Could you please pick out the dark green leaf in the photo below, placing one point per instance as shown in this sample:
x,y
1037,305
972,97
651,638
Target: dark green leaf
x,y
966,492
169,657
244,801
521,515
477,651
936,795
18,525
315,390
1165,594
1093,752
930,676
※ ※ ※
— TASK —
All of the material should be given again, character for character.

— SOLVED EXERCISE —
Could you please pick out the dark green leaf in the photo below, placing one point per instance as shown in this sample:
x,y
1037,305
972,97
651,638
Target: dark green leaf
x,y
966,492
169,657
244,801
521,515
477,651
936,795
18,525
315,390
1165,594
1093,752
930,676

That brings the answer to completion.